[TEXTE EXTRAIT]:
↓
Le style de Bizen | DemysTEAfication

22 février 2012

Le style de Bizen

bizen yaki

Bizen se situe dans la région de Chugoku, préfecture de Okayama, et le principal centre de production de la céramique de style Bizen se trouve dans la bourgade proche, Inbe. S'il y a bien un style de céramique japonaise qui, à mes yeux, incarne formellement l'esprit du Wabi-sabi, c'est bien celui de Bizen. Ici, la "couverte accidentelle" règne en maître, le rêche, l'âpre, l'aspect brut du grès dominent sans partage.

La cuisson traditionnelle se fait aux alentours de 1250 ° Celsius. Elle se fait avec du bois de pin et dure de 10 à 15 jours, toujours pour les fours traditionnels, temps pendant lequel il faut bien sûr alimenter manuellement le four et qui entraine une grosse consommation de bois.

Comme toujours, tout paraît simple dans le grès japonais, mais rien ne l'est en vérité, et il y a plusieurs genres dans le style Bizen, et parfois plusieurs genres s'expriment sur une même pièce ...

Tout d'abord, il y a le Hidasuki :

hidasuki

bizen

Le hidasuki ou "corde de feu" est certainement le genre le plus récent, puisqu'il nécessite une cuisson en four à gaz pour conserver cet aspect clair. L'objet est d'abord entouré de cordes de paille de riz puis mis à cuir dans un four moderne, ce qui cuit l'argile sans permettre aux retombées de cendre de la marquer. Les cordes, elles, brûlent et créent une couverte aux endroits où elles passaient.

Il y a ensuite le Botamochi :

botamochi

Il s'agit plus d'une technique que d'un genre à proprement parler : un "dessin" est créé en posant un morceau ou des morceaux de céramique réfractaire sur ou à proximité d'une pièce de plus grande taille lors de la cuisson, ce qui empêche les retombées de cendres à ces endroits. On place également parfois des pièces céramiques sur d'autres pièces plus grandes ce qui va créer d'autres types de variations de couleurs, genre que l'on nomme alors Fuseyaki. Le genre Goma, en particulier, se retrouve également sur les pièces du genre Botomachi, bien que dans la photographie ci-dessus, nous ayons un Botomachi sur un Sangiri partiel suite à enterrement d'une partie de la pièce dans la cendre.
↑
[DONNÉES]:
↓
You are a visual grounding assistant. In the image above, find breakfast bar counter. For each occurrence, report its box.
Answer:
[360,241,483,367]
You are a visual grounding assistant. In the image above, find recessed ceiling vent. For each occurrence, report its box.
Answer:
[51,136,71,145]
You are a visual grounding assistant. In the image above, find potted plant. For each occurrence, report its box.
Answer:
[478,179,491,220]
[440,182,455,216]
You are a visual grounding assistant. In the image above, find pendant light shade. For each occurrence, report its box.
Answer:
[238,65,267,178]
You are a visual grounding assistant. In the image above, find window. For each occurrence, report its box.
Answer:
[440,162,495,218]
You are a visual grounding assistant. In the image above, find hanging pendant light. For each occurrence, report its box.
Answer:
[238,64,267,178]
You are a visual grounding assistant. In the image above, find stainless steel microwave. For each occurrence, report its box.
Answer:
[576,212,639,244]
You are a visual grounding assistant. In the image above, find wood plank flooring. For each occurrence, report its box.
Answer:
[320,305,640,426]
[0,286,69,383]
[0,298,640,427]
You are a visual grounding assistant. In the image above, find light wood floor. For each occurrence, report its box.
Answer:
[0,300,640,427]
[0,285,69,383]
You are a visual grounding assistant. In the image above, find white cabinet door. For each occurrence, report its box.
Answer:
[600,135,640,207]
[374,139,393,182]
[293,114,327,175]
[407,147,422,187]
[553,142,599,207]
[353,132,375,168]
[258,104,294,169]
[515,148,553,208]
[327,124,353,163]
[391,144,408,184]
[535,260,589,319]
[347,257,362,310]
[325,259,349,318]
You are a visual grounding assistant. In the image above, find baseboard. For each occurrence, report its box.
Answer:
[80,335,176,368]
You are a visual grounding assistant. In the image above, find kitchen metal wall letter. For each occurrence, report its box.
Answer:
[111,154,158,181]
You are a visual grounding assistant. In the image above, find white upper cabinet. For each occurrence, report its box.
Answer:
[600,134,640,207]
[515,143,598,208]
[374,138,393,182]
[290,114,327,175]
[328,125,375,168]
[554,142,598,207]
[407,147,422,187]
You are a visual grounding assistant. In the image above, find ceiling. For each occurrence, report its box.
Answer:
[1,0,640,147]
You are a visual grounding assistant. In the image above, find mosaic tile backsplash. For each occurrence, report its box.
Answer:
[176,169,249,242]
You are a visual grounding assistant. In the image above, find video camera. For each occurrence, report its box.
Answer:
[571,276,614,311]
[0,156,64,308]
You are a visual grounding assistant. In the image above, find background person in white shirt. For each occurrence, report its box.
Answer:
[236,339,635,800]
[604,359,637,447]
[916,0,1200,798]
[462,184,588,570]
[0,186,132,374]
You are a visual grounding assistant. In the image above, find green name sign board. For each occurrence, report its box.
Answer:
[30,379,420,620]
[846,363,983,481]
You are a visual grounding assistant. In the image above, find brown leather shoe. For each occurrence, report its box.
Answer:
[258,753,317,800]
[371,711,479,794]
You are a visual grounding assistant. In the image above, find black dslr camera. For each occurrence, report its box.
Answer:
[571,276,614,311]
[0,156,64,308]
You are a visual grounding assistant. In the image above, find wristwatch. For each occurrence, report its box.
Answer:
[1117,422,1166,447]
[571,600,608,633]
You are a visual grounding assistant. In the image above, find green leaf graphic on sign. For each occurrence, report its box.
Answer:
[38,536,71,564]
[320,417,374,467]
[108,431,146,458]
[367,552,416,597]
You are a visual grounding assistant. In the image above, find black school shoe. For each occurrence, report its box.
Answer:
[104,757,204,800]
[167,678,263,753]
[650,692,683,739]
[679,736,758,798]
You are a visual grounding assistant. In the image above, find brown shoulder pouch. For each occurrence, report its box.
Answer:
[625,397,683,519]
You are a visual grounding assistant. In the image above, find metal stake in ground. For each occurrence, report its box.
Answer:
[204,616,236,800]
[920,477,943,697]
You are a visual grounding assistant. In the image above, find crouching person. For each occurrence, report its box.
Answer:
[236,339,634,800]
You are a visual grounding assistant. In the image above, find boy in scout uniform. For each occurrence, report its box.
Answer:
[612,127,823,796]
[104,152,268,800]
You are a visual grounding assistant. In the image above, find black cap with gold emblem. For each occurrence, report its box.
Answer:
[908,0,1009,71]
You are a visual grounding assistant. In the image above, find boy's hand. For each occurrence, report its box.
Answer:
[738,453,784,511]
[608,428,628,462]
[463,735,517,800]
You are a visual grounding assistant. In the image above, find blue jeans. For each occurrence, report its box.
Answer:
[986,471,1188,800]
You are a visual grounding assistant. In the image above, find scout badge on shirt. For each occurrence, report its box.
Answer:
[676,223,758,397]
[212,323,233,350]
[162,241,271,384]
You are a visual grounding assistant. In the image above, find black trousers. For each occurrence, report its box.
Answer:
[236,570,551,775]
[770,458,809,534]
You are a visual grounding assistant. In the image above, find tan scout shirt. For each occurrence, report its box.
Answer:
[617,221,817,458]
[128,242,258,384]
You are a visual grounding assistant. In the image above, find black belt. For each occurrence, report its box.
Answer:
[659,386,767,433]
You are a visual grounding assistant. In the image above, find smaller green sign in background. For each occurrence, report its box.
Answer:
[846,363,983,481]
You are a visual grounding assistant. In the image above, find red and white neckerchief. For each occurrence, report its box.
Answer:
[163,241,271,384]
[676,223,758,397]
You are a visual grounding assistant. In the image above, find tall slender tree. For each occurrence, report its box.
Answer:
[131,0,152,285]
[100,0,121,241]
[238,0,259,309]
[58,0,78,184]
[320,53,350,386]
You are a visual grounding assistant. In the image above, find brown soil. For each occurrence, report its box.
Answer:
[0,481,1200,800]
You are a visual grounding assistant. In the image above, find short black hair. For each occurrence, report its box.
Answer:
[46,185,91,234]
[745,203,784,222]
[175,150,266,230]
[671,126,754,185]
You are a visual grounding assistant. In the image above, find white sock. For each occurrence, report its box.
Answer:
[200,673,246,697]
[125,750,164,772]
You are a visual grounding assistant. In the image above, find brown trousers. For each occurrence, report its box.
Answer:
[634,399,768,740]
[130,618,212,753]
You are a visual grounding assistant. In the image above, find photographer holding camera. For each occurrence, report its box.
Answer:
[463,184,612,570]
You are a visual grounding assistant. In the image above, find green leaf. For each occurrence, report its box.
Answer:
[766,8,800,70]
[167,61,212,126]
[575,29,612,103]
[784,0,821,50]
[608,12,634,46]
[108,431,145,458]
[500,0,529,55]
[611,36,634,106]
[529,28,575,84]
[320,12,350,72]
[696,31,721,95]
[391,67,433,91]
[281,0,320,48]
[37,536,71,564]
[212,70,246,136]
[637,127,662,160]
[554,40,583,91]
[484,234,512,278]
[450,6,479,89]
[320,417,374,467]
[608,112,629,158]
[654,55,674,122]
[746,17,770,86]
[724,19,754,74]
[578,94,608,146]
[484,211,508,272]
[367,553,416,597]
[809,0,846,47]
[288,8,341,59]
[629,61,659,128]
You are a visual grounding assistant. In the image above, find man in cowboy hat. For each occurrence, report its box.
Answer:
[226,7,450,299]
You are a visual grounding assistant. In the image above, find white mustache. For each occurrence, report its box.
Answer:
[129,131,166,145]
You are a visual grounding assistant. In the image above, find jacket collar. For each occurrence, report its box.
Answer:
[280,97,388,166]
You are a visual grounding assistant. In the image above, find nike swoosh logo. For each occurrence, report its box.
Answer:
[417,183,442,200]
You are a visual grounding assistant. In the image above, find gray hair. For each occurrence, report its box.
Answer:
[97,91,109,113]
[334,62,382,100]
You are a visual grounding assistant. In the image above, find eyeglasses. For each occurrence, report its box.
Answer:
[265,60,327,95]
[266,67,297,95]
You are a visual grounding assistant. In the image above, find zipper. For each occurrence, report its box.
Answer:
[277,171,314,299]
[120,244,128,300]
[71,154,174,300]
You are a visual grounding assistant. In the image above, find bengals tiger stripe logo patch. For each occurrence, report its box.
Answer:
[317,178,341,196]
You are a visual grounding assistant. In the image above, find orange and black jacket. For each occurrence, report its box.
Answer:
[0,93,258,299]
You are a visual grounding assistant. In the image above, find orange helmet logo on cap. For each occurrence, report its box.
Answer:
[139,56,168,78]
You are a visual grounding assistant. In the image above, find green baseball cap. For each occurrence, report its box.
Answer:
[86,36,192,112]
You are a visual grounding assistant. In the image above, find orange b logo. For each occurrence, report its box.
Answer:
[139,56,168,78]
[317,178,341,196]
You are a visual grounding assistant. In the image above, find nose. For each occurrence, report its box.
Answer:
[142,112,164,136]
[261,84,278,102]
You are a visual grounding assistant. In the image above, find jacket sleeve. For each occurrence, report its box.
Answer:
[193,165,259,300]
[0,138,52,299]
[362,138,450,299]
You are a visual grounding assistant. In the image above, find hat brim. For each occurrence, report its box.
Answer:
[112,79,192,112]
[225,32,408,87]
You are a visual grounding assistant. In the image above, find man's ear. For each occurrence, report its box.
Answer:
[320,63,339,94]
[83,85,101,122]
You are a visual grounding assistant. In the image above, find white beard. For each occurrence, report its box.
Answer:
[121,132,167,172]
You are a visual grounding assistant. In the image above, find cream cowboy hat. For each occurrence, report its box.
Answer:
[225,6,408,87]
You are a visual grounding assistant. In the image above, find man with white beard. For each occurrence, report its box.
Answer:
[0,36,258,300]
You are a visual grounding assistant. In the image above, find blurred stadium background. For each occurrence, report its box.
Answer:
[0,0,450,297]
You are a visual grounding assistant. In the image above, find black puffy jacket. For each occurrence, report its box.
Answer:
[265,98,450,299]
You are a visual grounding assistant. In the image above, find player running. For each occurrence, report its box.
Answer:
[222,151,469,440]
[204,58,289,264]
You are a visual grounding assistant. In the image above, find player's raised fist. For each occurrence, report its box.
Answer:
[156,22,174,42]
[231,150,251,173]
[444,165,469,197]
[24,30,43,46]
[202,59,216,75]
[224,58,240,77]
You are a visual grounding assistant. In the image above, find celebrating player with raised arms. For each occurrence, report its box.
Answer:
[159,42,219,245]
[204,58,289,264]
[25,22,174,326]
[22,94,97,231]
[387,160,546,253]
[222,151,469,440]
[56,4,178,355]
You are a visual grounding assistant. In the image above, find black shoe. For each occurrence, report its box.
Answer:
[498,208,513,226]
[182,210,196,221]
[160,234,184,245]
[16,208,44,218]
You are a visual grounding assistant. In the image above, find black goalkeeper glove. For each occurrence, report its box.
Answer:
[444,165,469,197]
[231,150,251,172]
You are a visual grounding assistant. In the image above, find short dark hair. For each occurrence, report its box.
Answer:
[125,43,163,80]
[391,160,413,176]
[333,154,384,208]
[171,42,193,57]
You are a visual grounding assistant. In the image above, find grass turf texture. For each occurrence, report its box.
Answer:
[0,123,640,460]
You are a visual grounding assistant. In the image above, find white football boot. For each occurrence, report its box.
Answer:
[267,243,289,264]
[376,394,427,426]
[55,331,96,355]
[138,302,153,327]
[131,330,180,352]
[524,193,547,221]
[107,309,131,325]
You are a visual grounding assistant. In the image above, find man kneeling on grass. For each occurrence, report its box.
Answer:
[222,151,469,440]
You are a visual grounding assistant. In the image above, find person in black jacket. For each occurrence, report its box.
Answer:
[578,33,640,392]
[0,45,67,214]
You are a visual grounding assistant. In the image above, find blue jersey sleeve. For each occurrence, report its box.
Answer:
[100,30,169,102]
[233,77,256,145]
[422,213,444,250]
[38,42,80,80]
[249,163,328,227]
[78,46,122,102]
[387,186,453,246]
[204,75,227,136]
↑
[ÉNONCÉ DU PROBLÈME]: Reprenez mot pour mot le passage du texte sur le style de Bizen, de « Bizen se situe » à « dominent sans partage. ».

[RÉSULTAT DE L'EXERCICE]:
Bizen se situe dans la région de Chugoku, préfecture de Okayama, et le principal centre de production de la céramique de style Bizen se trouve dans la bourgade proche, Inbe. S'il y a bien un style de céramique japonaise qui, à mes yeux, incarne formellement l'esprit du Wabi-sabi, c'est bien celui de Bizen. Ici, la "couverte accidentelle" règne en maître, le rêche, l'âpre, l'aspect brut du grès dominent sans partage.